---- Supplied information

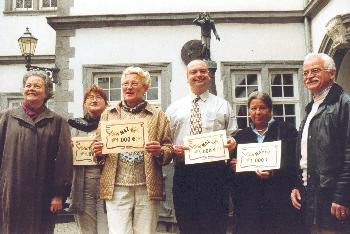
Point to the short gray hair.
(47, 82)
(328, 61)
(262, 96)
(144, 75)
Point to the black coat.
(328, 163)
(263, 205)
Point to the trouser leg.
(120, 210)
(87, 220)
(145, 212)
(102, 224)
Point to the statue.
(206, 24)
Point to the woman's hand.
(56, 204)
(339, 211)
(153, 148)
(180, 151)
(97, 148)
(263, 174)
(233, 164)
(231, 143)
(295, 197)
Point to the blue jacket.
(328, 163)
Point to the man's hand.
(295, 197)
(180, 151)
(56, 204)
(231, 143)
(153, 148)
(233, 164)
(339, 211)
(97, 148)
(263, 174)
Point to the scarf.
(137, 109)
(32, 113)
(86, 124)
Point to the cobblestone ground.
(66, 228)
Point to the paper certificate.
(128, 135)
(206, 147)
(258, 156)
(82, 153)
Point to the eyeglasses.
(91, 97)
(132, 84)
(314, 71)
(260, 108)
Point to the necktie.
(195, 120)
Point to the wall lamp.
(27, 43)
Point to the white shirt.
(216, 114)
(303, 161)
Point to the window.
(284, 95)
(32, 5)
(280, 80)
(48, 3)
(245, 82)
(108, 77)
(24, 4)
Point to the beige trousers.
(131, 212)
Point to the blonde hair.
(143, 75)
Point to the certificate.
(258, 156)
(82, 152)
(206, 147)
(128, 135)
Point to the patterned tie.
(195, 120)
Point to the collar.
(332, 97)
(204, 96)
(117, 108)
(271, 121)
(322, 95)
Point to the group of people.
(309, 193)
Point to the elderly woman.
(261, 199)
(90, 215)
(35, 161)
(132, 182)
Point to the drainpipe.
(308, 36)
(307, 28)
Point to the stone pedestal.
(212, 66)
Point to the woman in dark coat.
(35, 161)
(261, 199)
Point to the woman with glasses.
(88, 208)
(132, 182)
(261, 198)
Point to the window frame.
(10, 7)
(266, 69)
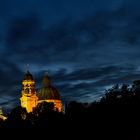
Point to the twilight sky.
(85, 45)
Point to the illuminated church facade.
(30, 98)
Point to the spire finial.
(46, 72)
(27, 67)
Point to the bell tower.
(29, 100)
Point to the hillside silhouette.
(115, 116)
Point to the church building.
(30, 98)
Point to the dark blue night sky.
(85, 45)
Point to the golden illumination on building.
(1, 115)
(57, 104)
(29, 100)
(49, 94)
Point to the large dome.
(28, 76)
(48, 91)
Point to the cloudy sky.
(85, 45)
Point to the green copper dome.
(48, 91)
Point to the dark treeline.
(115, 116)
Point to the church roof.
(48, 91)
(28, 76)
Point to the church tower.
(29, 100)
(49, 94)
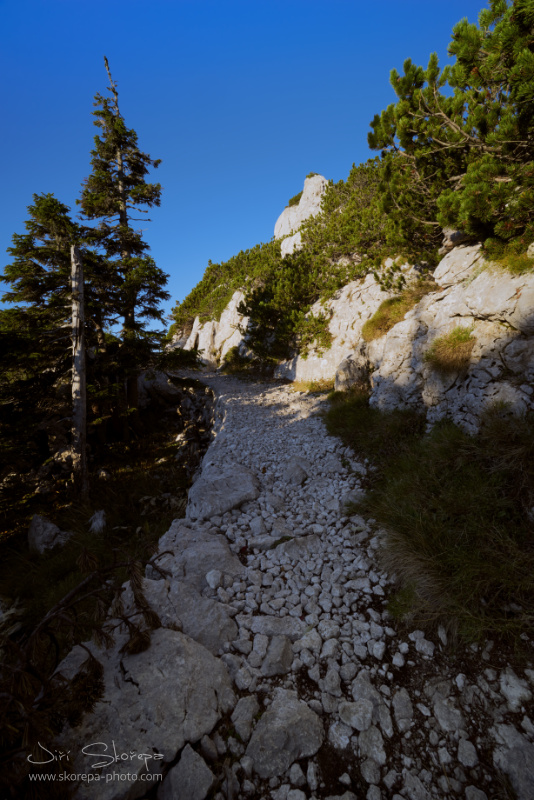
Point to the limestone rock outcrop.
(140, 714)
(292, 217)
(216, 337)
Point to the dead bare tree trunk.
(79, 398)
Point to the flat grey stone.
(179, 604)
(139, 709)
(219, 489)
(467, 754)
(286, 732)
(277, 626)
(243, 716)
(190, 779)
(279, 657)
(448, 716)
(371, 745)
(402, 709)
(358, 715)
(189, 554)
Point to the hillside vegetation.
(456, 150)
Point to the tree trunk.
(79, 399)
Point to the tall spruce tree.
(39, 283)
(116, 187)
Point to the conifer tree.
(464, 156)
(116, 187)
(38, 280)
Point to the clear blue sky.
(239, 98)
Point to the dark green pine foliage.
(117, 187)
(35, 336)
(458, 144)
(38, 278)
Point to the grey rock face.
(352, 370)
(514, 689)
(43, 535)
(371, 744)
(189, 554)
(277, 626)
(448, 716)
(204, 620)
(309, 205)
(515, 757)
(358, 715)
(138, 711)
(190, 779)
(296, 471)
(289, 730)
(219, 489)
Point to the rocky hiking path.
(278, 673)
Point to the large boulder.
(189, 553)
(153, 703)
(216, 337)
(43, 535)
(289, 730)
(219, 489)
(152, 384)
(498, 307)
(309, 205)
(347, 312)
(180, 606)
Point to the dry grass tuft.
(452, 351)
(457, 510)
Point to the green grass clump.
(516, 263)
(394, 309)
(456, 509)
(313, 387)
(511, 256)
(452, 351)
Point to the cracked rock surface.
(279, 674)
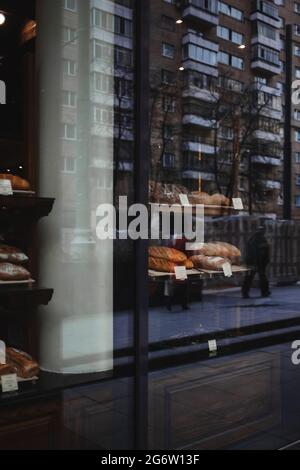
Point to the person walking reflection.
(258, 258)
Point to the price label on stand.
(184, 200)
(6, 188)
(227, 269)
(238, 204)
(212, 346)
(9, 383)
(181, 273)
(2, 352)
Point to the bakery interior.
(65, 378)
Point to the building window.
(69, 98)
(112, 23)
(70, 5)
(69, 35)
(69, 67)
(69, 165)
(169, 160)
(168, 23)
(169, 104)
(297, 201)
(69, 131)
(168, 50)
(168, 78)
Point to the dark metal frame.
(287, 167)
(142, 158)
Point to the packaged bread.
(26, 367)
(6, 369)
(161, 265)
(169, 254)
(209, 263)
(10, 254)
(12, 272)
(189, 264)
(234, 252)
(200, 198)
(17, 183)
(219, 200)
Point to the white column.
(76, 328)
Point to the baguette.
(10, 254)
(25, 365)
(210, 263)
(189, 264)
(168, 254)
(161, 265)
(6, 369)
(16, 182)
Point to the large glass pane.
(217, 140)
(73, 140)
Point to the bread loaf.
(10, 254)
(220, 249)
(168, 254)
(17, 183)
(24, 364)
(210, 263)
(12, 272)
(189, 264)
(6, 369)
(161, 265)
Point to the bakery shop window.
(77, 155)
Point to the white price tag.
(212, 346)
(6, 188)
(227, 269)
(9, 383)
(181, 273)
(238, 204)
(2, 352)
(184, 200)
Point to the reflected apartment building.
(217, 74)
(108, 98)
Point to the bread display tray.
(13, 283)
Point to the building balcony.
(201, 94)
(266, 12)
(267, 136)
(199, 121)
(272, 185)
(203, 12)
(262, 65)
(267, 89)
(266, 160)
(191, 145)
(200, 54)
(273, 43)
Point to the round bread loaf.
(17, 183)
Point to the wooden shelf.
(14, 297)
(194, 273)
(21, 209)
(208, 210)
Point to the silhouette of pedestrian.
(258, 258)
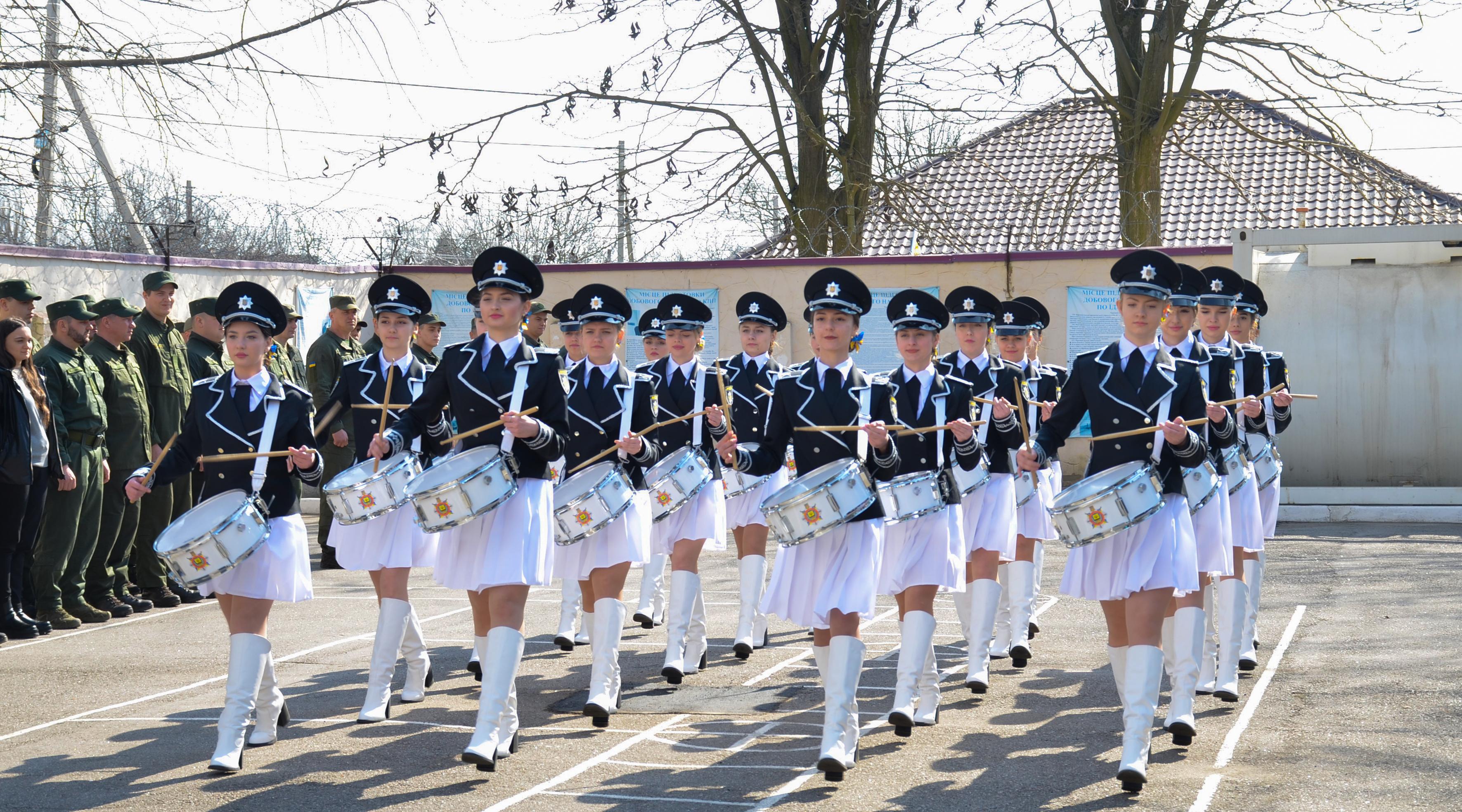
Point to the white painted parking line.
(210, 681)
(587, 764)
(147, 615)
(1256, 694)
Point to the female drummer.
(925, 555)
(830, 582)
(1014, 325)
(242, 412)
(749, 376)
(683, 385)
(989, 512)
(651, 611)
(604, 414)
(1132, 385)
(502, 554)
(1183, 628)
(388, 545)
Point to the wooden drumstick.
(642, 433)
(485, 427)
(1145, 430)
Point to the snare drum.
(822, 500)
(1107, 503)
(1237, 466)
(461, 487)
(737, 482)
(1201, 484)
(676, 479)
(359, 493)
(913, 496)
(590, 501)
(1267, 459)
(214, 538)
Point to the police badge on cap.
(398, 294)
(253, 303)
(1148, 274)
(505, 268)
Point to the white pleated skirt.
(1270, 508)
(838, 570)
(702, 517)
(1246, 517)
(989, 516)
(509, 545)
(1157, 554)
(927, 551)
(278, 570)
(391, 539)
(1033, 519)
(748, 508)
(625, 541)
(1213, 531)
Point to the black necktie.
(1136, 366)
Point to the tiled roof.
(1047, 182)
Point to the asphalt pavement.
(1354, 706)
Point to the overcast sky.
(296, 142)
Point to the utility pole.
(46, 139)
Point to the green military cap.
(115, 307)
(18, 290)
(73, 309)
(202, 307)
(157, 279)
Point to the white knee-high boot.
(571, 601)
(419, 662)
(1141, 687)
(1022, 604)
(1001, 649)
(1254, 577)
(501, 653)
(271, 712)
(840, 744)
(604, 677)
(391, 628)
(984, 604)
(1188, 647)
(914, 647)
(685, 588)
(1233, 601)
(1208, 662)
(753, 580)
(248, 658)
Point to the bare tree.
(1141, 59)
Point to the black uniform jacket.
(919, 452)
(1098, 386)
(479, 396)
(749, 405)
(672, 405)
(999, 380)
(363, 385)
(213, 425)
(594, 420)
(799, 401)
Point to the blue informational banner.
(645, 298)
(1093, 322)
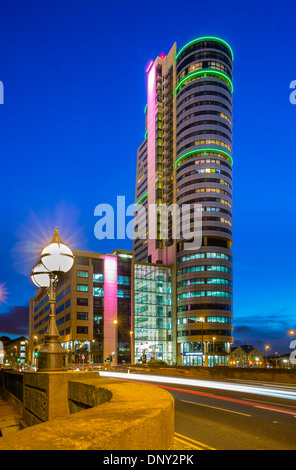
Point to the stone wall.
(117, 415)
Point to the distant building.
(15, 351)
(186, 160)
(246, 356)
(108, 306)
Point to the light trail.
(272, 392)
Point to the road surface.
(229, 415)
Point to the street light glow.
(3, 293)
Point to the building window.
(98, 292)
(98, 277)
(82, 316)
(82, 274)
(82, 288)
(82, 330)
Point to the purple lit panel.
(110, 306)
(151, 93)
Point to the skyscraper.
(186, 158)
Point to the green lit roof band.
(205, 72)
(192, 152)
(141, 198)
(206, 38)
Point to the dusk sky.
(73, 118)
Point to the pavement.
(9, 419)
(10, 423)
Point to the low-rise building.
(246, 356)
(108, 307)
(14, 352)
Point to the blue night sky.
(73, 118)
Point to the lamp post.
(56, 259)
(132, 347)
(266, 349)
(214, 339)
(202, 338)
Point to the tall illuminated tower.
(186, 158)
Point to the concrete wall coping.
(137, 417)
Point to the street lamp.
(202, 339)
(214, 339)
(56, 259)
(266, 349)
(132, 346)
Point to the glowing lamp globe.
(40, 276)
(57, 257)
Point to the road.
(230, 415)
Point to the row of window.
(206, 190)
(203, 93)
(205, 44)
(207, 64)
(191, 282)
(201, 306)
(205, 256)
(205, 333)
(204, 122)
(201, 161)
(206, 132)
(204, 55)
(191, 295)
(205, 180)
(185, 321)
(204, 142)
(195, 269)
(204, 171)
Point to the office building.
(186, 159)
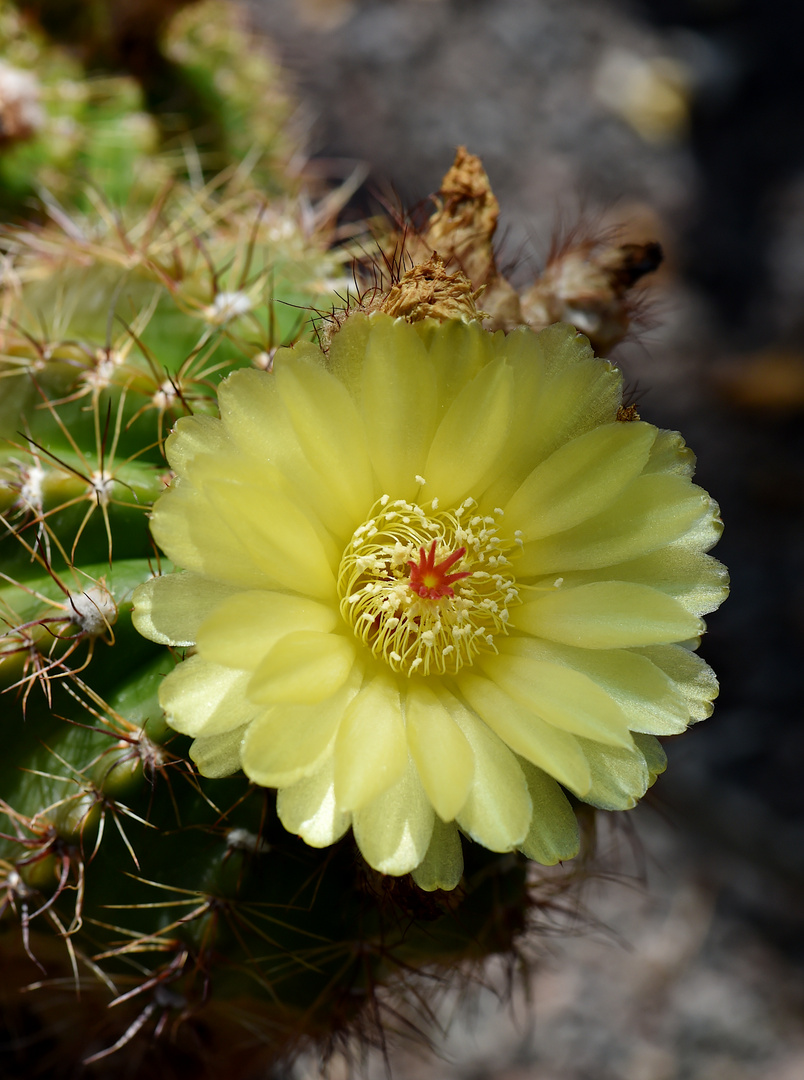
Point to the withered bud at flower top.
(461, 229)
(21, 113)
(428, 292)
(586, 284)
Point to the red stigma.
(429, 579)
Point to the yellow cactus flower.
(432, 581)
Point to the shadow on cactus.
(432, 584)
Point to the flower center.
(427, 590)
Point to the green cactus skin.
(195, 927)
(200, 95)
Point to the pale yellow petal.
(497, 812)
(579, 393)
(217, 756)
(606, 615)
(470, 437)
(553, 750)
(619, 777)
(308, 808)
(459, 351)
(260, 428)
(204, 699)
(169, 609)
(442, 867)
(278, 538)
(671, 454)
(303, 667)
(289, 742)
(329, 429)
(440, 751)
(692, 677)
(245, 626)
(696, 580)
(553, 835)
(400, 406)
(195, 536)
(193, 436)
(653, 511)
(565, 698)
(579, 480)
(393, 831)
(650, 700)
(576, 393)
(371, 748)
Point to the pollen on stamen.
(414, 593)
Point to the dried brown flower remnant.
(428, 292)
(586, 284)
(461, 229)
(21, 113)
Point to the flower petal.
(195, 436)
(259, 427)
(650, 700)
(217, 756)
(440, 751)
(553, 835)
(371, 748)
(399, 405)
(580, 478)
(193, 536)
(303, 667)
(497, 812)
(393, 831)
(693, 678)
(278, 538)
(170, 608)
(547, 746)
(327, 428)
(309, 809)
(652, 512)
(204, 699)
(696, 580)
(607, 615)
(243, 628)
(619, 777)
(442, 866)
(567, 699)
(289, 742)
(471, 435)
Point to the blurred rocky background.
(678, 121)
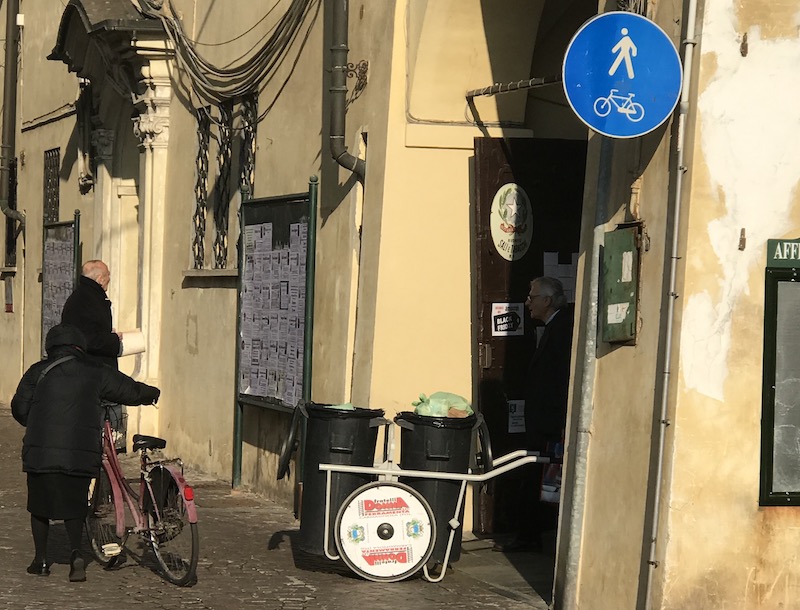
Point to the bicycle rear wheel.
(175, 541)
(101, 522)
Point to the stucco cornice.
(108, 42)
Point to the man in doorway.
(89, 309)
(546, 390)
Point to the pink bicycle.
(163, 512)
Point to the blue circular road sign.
(622, 74)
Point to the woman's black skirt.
(58, 496)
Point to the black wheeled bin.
(437, 444)
(333, 436)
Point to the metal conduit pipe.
(338, 89)
(9, 133)
(690, 41)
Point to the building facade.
(157, 120)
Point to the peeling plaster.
(749, 121)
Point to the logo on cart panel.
(511, 221)
(414, 529)
(389, 506)
(356, 533)
(389, 555)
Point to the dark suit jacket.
(89, 309)
(547, 382)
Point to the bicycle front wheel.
(101, 522)
(175, 541)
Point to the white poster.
(516, 416)
(508, 319)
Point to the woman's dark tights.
(40, 527)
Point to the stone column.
(151, 126)
(106, 213)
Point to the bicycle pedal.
(112, 549)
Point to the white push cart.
(385, 530)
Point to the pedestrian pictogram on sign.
(622, 74)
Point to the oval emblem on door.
(511, 221)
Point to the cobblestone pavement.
(246, 561)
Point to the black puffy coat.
(62, 412)
(89, 308)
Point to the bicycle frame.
(122, 490)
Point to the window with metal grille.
(52, 166)
(230, 173)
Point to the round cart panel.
(385, 531)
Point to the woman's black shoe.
(77, 567)
(39, 568)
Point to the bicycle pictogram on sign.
(624, 104)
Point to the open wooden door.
(529, 195)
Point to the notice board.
(275, 294)
(60, 268)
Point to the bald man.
(89, 308)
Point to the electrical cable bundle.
(213, 84)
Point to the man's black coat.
(89, 309)
(62, 411)
(547, 382)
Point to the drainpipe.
(9, 133)
(690, 43)
(338, 92)
(571, 526)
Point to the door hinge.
(485, 355)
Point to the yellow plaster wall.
(723, 550)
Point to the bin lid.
(456, 423)
(322, 411)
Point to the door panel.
(522, 232)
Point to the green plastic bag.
(442, 404)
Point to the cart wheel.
(289, 444)
(484, 457)
(385, 531)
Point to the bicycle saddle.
(142, 441)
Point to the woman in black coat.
(58, 401)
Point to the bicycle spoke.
(101, 522)
(174, 540)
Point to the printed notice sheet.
(272, 324)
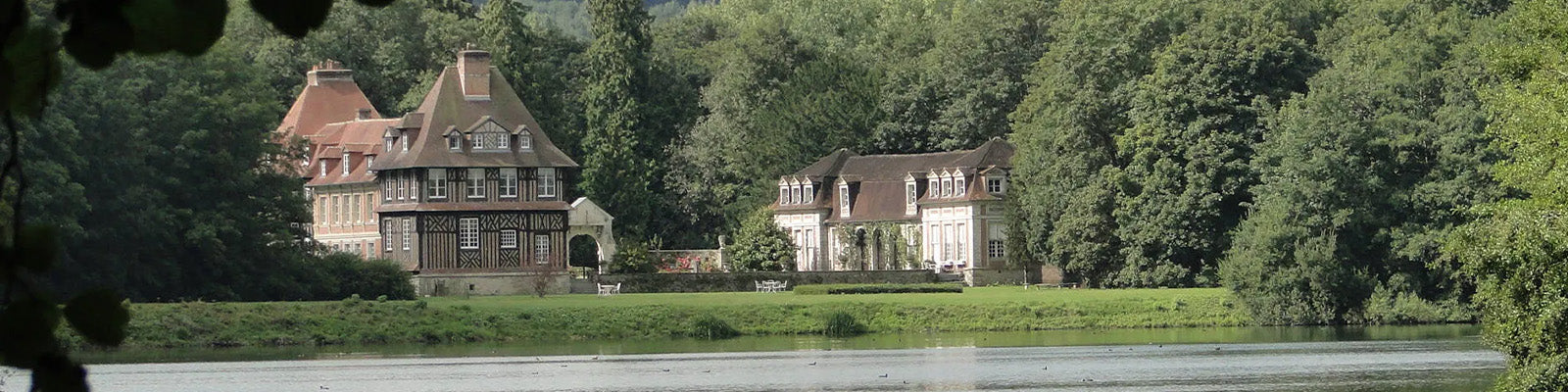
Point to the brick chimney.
(328, 70)
(474, 74)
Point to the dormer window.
(844, 201)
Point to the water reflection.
(1443, 365)
(1070, 337)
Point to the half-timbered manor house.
(948, 206)
(466, 190)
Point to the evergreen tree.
(760, 245)
(1364, 172)
(533, 63)
(616, 172)
(1194, 125)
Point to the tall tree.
(1517, 248)
(1194, 125)
(616, 172)
(535, 63)
(1062, 190)
(1364, 172)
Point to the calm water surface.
(1410, 358)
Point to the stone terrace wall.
(698, 282)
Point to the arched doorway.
(584, 255)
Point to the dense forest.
(1330, 162)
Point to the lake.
(1387, 358)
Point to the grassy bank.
(509, 318)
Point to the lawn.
(651, 316)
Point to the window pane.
(469, 232)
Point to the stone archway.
(587, 219)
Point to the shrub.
(852, 289)
(710, 326)
(843, 325)
(634, 259)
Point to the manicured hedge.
(836, 289)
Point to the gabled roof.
(446, 107)
(878, 180)
(827, 165)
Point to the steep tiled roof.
(329, 96)
(877, 182)
(446, 107)
(361, 138)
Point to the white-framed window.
(546, 182)
(541, 250)
(844, 201)
(475, 184)
(960, 239)
(509, 182)
(469, 232)
(391, 231)
(438, 184)
(509, 239)
(408, 227)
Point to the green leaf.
(99, 316)
(38, 247)
(98, 33)
(294, 18)
(27, 333)
(30, 70)
(185, 25)
(59, 373)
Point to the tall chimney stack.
(328, 70)
(474, 73)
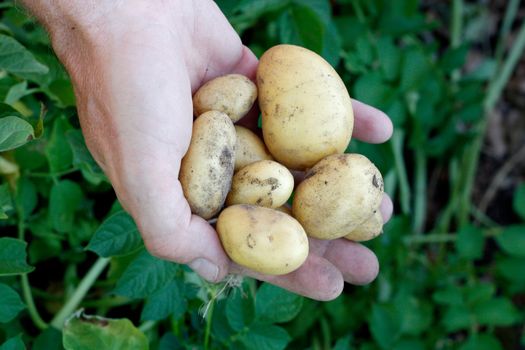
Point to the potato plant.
(451, 277)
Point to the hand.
(134, 67)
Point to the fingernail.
(205, 268)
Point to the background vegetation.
(449, 74)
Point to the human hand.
(134, 66)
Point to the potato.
(207, 168)
(306, 110)
(249, 148)
(232, 94)
(262, 239)
(265, 183)
(337, 195)
(371, 228)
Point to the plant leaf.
(10, 304)
(13, 257)
(83, 332)
(14, 132)
(274, 304)
(144, 276)
(117, 235)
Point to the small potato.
(371, 228)
(232, 94)
(249, 148)
(262, 239)
(306, 110)
(265, 183)
(207, 168)
(337, 195)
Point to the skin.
(135, 65)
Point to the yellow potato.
(232, 94)
(371, 228)
(207, 168)
(265, 183)
(337, 195)
(306, 110)
(249, 148)
(262, 239)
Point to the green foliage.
(83, 332)
(443, 283)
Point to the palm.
(134, 99)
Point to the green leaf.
(415, 69)
(14, 343)
(83, 332)
(384, 326)
(268, 337)
(482, 342)
(512, 269)
(6, 203)
(13, 257)
(10, 304)
(518, 202)
(457, 318)
(512, 240)
(389, 58)
(167, 301)
(449, 296)
(64, 201)
(49, 339)
(14, 132)
(454, 58)
(496, 312)
(58, 151)
(117, 235)
(470, 242)
(274, 304)
(144, 276)
(16, 59)
(82, 158)
(26, 197)
(239, 310)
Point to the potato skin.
(249, 148)
(265, 183)
(306, 110)
(368, 230)
(337, 195)
(233, 94)
(207, 168)
(262, 239)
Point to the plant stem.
(510, 14)
(494, 92)
(207, 332)
(80, 292)
(420, 200)
(444, 237)
(404, 187)
(26, 287)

--------

#### What to work on
Extract the closing run of lines, starting with the one containing "Point to the palm." and ending at the last, exactly as written.

#### Solution to the exercise
Point to the palm.
(134, 99)
Point to the green leaf.
(415, 69)
(14, 343)
(83, 332)
(384, 326)
(268, 337)
(482, 342)
(512, 269)
(6, 203)
(13, 257)
(10, 304)
(518, 202)
(457, 318)
(512, 240)
(389, 58)
(167, 301)
(449, 296)
(64, 201)
(49, 339)
(14, 132)
(454, 58)
(496, 312)
(58, 151)
(117, 235)
(470, 242)
(274, 304)
(144, 276)
(16, 59)
(82, 158)
(26, 197)
(239, 310)
Point to the potato skin.
(249, 148)
(265, 183)
(306, 110)
(368, 230)
(337, 195)
(233, 94)
(207, 168)
(262, 239)
Point to the plant stem.
(510, 14)
(494, 92)
(207, 332)
(80, 292)
(420, 200)
(444, 237)
(404, 187)
(26, 287)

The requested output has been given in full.